SUPPLIED RECORDS:
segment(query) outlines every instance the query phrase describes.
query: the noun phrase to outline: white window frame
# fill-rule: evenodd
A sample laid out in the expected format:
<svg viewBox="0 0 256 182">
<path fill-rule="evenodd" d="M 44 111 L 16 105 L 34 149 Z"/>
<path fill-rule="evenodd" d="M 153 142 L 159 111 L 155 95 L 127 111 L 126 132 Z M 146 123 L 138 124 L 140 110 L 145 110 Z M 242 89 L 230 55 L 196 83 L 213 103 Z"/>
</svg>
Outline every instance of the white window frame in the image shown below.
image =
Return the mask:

...

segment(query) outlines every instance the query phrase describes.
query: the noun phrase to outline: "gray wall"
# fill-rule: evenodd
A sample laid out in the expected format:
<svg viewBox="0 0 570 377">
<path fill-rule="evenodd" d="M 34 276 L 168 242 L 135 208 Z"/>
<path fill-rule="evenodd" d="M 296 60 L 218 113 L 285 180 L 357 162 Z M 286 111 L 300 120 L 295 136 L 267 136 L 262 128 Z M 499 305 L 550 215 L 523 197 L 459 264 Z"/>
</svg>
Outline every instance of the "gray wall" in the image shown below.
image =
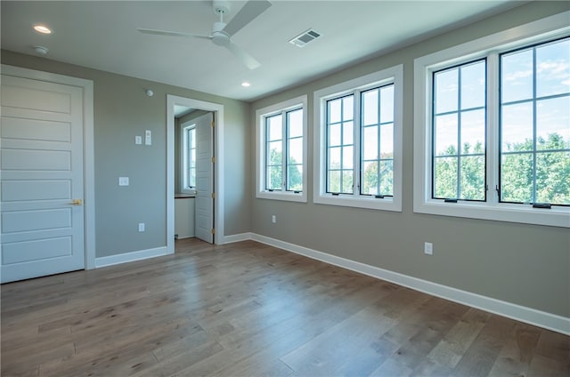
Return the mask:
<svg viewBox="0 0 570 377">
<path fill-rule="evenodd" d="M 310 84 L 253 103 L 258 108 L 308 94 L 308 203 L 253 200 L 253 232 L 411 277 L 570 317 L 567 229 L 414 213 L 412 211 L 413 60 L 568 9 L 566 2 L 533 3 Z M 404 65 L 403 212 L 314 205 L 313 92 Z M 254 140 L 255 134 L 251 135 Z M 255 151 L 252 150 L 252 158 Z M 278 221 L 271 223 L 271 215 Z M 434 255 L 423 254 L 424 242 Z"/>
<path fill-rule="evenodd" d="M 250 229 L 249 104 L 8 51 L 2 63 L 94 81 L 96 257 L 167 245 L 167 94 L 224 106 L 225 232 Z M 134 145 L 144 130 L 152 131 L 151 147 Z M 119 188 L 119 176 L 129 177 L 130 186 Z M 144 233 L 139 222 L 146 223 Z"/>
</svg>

STATED PROBLEM: Locate every line of the records above that contains the string "image", and copy each such line in full.

THE SOLUTION:
Outline every instance of the white window frame in the image shown below.
image =
Outline every instance of the "gray wall" in the image shown below.
image =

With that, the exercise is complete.